▶ [Task material]
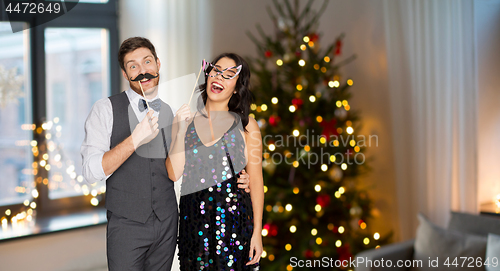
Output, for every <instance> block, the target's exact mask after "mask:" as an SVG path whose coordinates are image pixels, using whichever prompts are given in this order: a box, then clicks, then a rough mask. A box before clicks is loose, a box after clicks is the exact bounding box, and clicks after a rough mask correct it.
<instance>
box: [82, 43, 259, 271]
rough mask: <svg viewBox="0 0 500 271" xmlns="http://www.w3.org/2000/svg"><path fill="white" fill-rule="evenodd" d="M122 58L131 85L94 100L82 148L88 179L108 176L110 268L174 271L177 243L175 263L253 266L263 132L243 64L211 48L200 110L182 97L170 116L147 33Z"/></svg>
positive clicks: (256, 257) (87, 119) (123, 53)
mask: <svg viewBox="0 0 500 271" xmlns="http://www.w3.org/2000/svg"><path fill="white" fill-rule="evenodd" d="M118 60H119V64H120V67H121V69H122V74H123V76H124V77H125V78H126V79H127V80H128V81H129V85H130V88H129V89H127V90H126V91H124V92H122V93H120V94H117V95H113V96H111V97H109V98H104V99H101V100H99V101H97V102H96V103H95V104H94V106H93V107H92V110H91V112H90V113H89V116H88V118H87V120H86V122H85V139H84V141H83V144H82V147H81V154H82V158H83V175H84V177H85V179H86V180H87V181H88V182H89V183H95V182H97V181H104V180H106V209H107V219H108V224H107V233H106V241H107V258H108V268H109V270H120V271H121V270H170V269H171V266H172V260H173V257H174V252H175V248H176V244H177V243H178V245H179V261H180V269H181V270H189V271H192V270H228V271H229V270H256V269H258V262H259V260H260V255H261V254H262V235H261V231H262V211H263V204H264V189H263V180H262V139H261V136H260V130H259V127H258V125H257V122H256V121H255V119H253V118H252V117H249V110H250V102H251V93H250V89H249V81H250V69H249V67H248V64H247V63H246V62H245V60H244V59H243V58H241V57H240V56H238V55H236V54H232V53H225V54H221V55H219V56H217V57H216V58H215V59H214V60H213V61H212V62H211V63H209V64H208V65H206V68H205V69H204V74H205V80H204V83H203V84H202V85H200V88H199V91H200V92H201V93H200V94H201V95H200V96H201V100H200V102H199V103H198V108H197V111H196V112H190V109H189V106H188V105H186V104H185V105H183V106H182V107H181V108H180V109H179V110H177V112H176V113H175V115H174V113H173V111H172V109H171V107H170V106H169V105H168V104H166V103H164V102H162V101H161V100H160V99H159V98H158V97H159V94H158V82H159V75H160V66H161V63H160V60H159V58H158V57H157V55H156V51H155V48H154V46H153V44H152V43H151V42H150V41H149V40H148V39H146V38H142V37H134V38H129V39H127V40H125V41H124V42H123V43H122V44H121V46H120V49H119V52H118ZM204 66H205V65H204ZM245 171H246V172H245ZM247 173H248V174H247ZM181 176H182V177H183V178H182V184H181V200H180V204H179V208H180V227H179V230H178V223H179V214H178V209H177V208H178V205H177V201H176V196H175V192H174V183H173V182H175V181H177V180H179V179H180V177H181ZM177 234H179V236H177Z"/></svg>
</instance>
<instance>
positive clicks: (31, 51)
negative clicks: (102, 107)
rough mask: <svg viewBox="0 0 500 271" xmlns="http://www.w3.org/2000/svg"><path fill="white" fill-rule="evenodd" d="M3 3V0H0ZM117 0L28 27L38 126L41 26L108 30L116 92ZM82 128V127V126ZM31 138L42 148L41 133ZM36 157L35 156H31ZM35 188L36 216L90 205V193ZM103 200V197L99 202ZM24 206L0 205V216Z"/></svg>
mask: <svg viewBox="0 0 500 271" xmlns="http://www.w3.org/2000/svg"><path fill="white" fill-rule="evenodd" d="M2 3H3V1H2ZM0 6H2V11H1V12H0V22H9V18H8V17H7V14H6V11H5V7H3V5H2V4H0ZM117 10H118V0H109V1H108V3H78V4H77V5H76V6H75V7H74V8H73V9H72V10H71V11H70V12H69V13H68V14H65V15H62V16H61V17H58V18H57V19H55V20H52V21H50V22H47V23H44V24H42V25H38V26H36V27H33V28H30V35H29V38H30V40H29V44H30V51H29V52H30V60H31V63H30V64H31V67H30V76H31V78H30V81H31V95H32V97H31V103H32V104H31V106H32V120H33V123H34V124H35V125H36V126H37V127H39V126H41V124H42V123H43V122H44V121H45V120H46V119H47V108H46V102H47V99H46V95H47V92H46V80H45V79H46V71H45V30H46V29H47V28H51V27H63V28H105V29H107V30H108V34H109V43H108V45H109V48H108V53H109V55H108V57H109V59H108V61H109V84H110V90H111V93H110V94H111V95H113V94H117V93H119V92H120V91H119V84H120V67H119V65H118V46H119V43H118V14H117ZM33 15H34V14H18V15H16V16H15V17H11V18H10V19H12V21H19V22H25V23H28V24H29V25H36V23H37V22H38V19H37V17H36V16H33ZM82 132H83V127H82ZM33 140H37V141H38V144H39V145H38V146H39V149H40V150H42V149H43V148H45V149H46V144H47V142H46V141H45V138H44V134H43V133H42V134H38V133H36V131H33ZM34 159H35V161H36V158H34ZM38 177H41V178H42V179H44V178H48V172H47V171H45V170H38V174H37V175H35V176H34V177H33V180H34V181H36V179H37V178H38ZM36 189H37V190H38V192H39V196H38V199H37V208H36V211H37V217H46V216H53V215H57V214H62V213H71V212H77V211H82V210H87V209H91V208H94V207H92V206H91V205H90V203H89V202H90V199H91V198H92V196H90V195H88V196H85V195H80V196H74V197H66V198H59V199H50V198H49V189H48V185H44V184H43V183H41V182H40V183H39V182H36ZM103 203H104V198H103V199H102V200H101V201H100V203H99V206H102V205H103ZM25 208H26V207H25V206H24V205H23V203H20V204H13V205H4V206H0V217H2V216H3V215H4V214H5V211H6V210H8V209H10V210H11V211H12V214H15V213H17V212H18V211H20V210H23V209H25Z"/></svg>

▶ [What you need to do] Could you render all of the data above as a Markdown table with the columns No. and Text, giving each nonblank line its own numbered row and leaving the pictures out?

▶ [Result of the exercise]
| No. | Text |
|---|---|
| 1 | Output, for every <instance> block, the target's exact mask after "mask:" as an SVG path whose coordinates are image pixels, using whichever prompts are given in this order: a box, then clicks, then a rough mask. A box before clicks is loose, a box after clicks is the exact bounding box, and clicks after a rough mask correct it. |
| 2 | <instance> |
| 3 | box: [82, 43, 259, 271] |
| 4 | rough mask: <svg viewBox="0 0 500 271" xmlns="http://www.w3.org/2000/svg"><path fill="white" fill-rule="evenodd" d="M122 58L131 85L94 100L82 148L88 179L108 176L110 268L174 271L177 243L175 263L253 266L263 132L243 64L211 48L200 110L182 97L170 116L147 33Z"/></svg> |
| 5 | positive clicks: (256, 257) (87, 119) (123, 53) |
| 6 | mask: <svg viewBox="0 0 500 271" xmlns="http://www.w3.org/2000/svg"><path fill="white" fill-rule="evenodd" d="M118 60H119V64H120V67H121V69H122V74H123V76H124V77H125V78H126V79H127V80H128V81H129V85H130V88H129V89H127V90H126V91H124V92H122V93H120V94H117V95H113V96H111V97H109V98H104V99H101V100H99V101H97V102H96V103H95V104H94V106H93V107H92V110H91V112H90V113H89V116H88V118H87V120H86V122H85V139H84V141H83V144H82V147H81V154H82V158H83V175H84V177H85V179H86V180H87V181H88V182H89V183H95V182H97V181H104V180H106V209H107V219H108V224H107V233H106V241H107V258H108V268H109V270H120V271H121V270H170V269H171V266H172V260H173V257H174V252H175V248H176V244H177V243H178V245H179V261H180V269H181V270H189V271H192V270H228V271H229V270H256V269H258V262H259V260H260V255H261V254H262V235H261V231H262V211H263V204H264V189H263V180H262V139H261V136H260V130H259V127H258V125H257V122H256V121H255V119H253V118H252V117H249V110H250V102H251V93H250V89H249V81H250V69H249V67H248V64H247V63H246V62H245V60H244V59H243V58H241V57H240V56H238V55H236V54H232V53H225V54H221V55H219V56H217V57H216V58H215V59H214V60H213V61H212V62H211V63H209V64H208V65H206V68H205V69H204V74H205V80H204V83H203V84H202V85H200V88H199V91H200V92H201V93H200V94H201V95H200V96H201V100H200V102H199V103H198V108H197V111H196V112H190V109H189V106H188V105H186V104H185V105H183V106H182V107H181V108H180V109H179V110H177V112H176V113H175V115H174V113H173V111H172V109H171V107H170V106H169V105H168V104H166V103H164V102H162V101H161V100H160V99H159V98H158V97H159V94H158V82H159V75H160V66H161V63H160V60H159V58H158V57H157V55H156V51H155V48H154V46H153V44H152V43H151V42H150V41H149V40H148V39H146V38H142V37H134V38H129V39H127V40H125V41H124V42H123V43H122V44H121V46H120V49H119V52H118ZM204 66H205V65H204ZM245 171H246V172H245ZM247 173H248V174H247ZM181 176H182V177H183V178H182V184H181V200H180V204H179V208H180V227H179V230H178V223H179V214H178V209H177V208H178V205H177V201H176V196H175V192H174V183H173V182H175V181H177V180H179V179H180V177H181ZM177 234H179V236H177Z"/></svg> |
| 7 | </instance> |
| 8 | <instance> |
| 9 | positive clicks: (31, 51) |
| 10 | negative clicks: (102, 107) |
| 11 | rough mask: <svg viewBox="0 0 500 271" xmlns="http://www.w3.org/2000/svg"><path fill="white" fill-rule="evenodd" d="M3 3V0H0ZM117 0L28 27L38 126L41 26L108 30L116 92ZM82 128V127V126ZM31 138L42 148L41 133ZM36 157L35 156H31ZM35 188L36 216L90 205V193ZM103 200V197L99 202ZM24 206L0 205V216Z"/></svg> |
| 12 | mask: <svg viewBox="0 0 500 271" xmlns="http://www.w3.org/2000/svg"><path fill="white" fill-rule="evenodd" d="M2 3H3V1H2ZM0 6H2V11H1V12H0V22H9V18H8V17H7V14H6V11H5V7H3V5H2V4H0ZM117 10H118V0H109V1H108V3H78V4H77V5H76V6H75V7H74V8H73V9H72V10H71V11H70V12H69V13H68V14H65V15H62V16H61V17H58V18H57V19H55V20H52V21H50V22H47V23H44V24H42V25H38V26H36V27H33V28H30V35H29V38H30V40H29V44H30V51H29V52H30V60H31V63H30V64H31V67H30V76H31V78H30V81H31V95H32V97H31V103H32V104H31V106H32V120H33V123H34V124H35V125H36V126H37V127H39V126H41V124H42V123H43V122H44V121H45V120H46V119H47V108H46V102H47V99H46V95H47V92H46V80H45V79H46V71H45V30H46V29H47V28H51V27H63V28H105V29H107V30H108V34H109V43H108V45H109V48H108V53H109V55H108V57H109V59H108V61H109V84H110V90H111V93H110V94H111V95H113V94H117V93H119V92H120V91H119V84H120V67H119V65H118V46H119V43H118V14H117ZM33 15H34V14H18V15H16V16H15V17H11V18H10V19H12V21H19V22H25V23H28V24H29V25H36V23H37V22H38V19H37V17H36V16H33ZM82 132H83V127H82ZM33 140H37V141H38V144H39V145H38V146H39V149H40V150H42V149H43V148H45V149H46V144H47V142H46V141H45V138H44V134H43V133H42V134H38V133H36V131H33ZM34 159H35V161H36V158H34ZM38 177H41V178H42V179H44V178H48V172H47V171H45V170H38V174H37V175H35V176H34V177H33V180H34V181H36V179H37V178H38ZM36 189H37V190H38V192H39V196H38V199H37V208H36V211H37V217H46V216H53V215H57V214H62V213H71V212H77V211H82V210H87V209H91V208H94V207H92V206H91V205H90V203H89V202H90V199H91V198H92V196H90V195H88V196H85V195H80V196H74V197H66V198H59V199H50V198H49V189H48V185H44V184H43V183H41V182H40V183H39V182H36ZM103 203H104V198H103V199H102V200H101V201H100V203H99V206H102V205H103ZM25 208H26V207H25V206H24V205H23V203H20V204H13V205H4V206H0V217H2V216H3V215H4V214H5V211H6V210H8V209H10V210H11V211H12V214H15V213H17V212H18V211H20V210H23V209H25Z"/></svg> |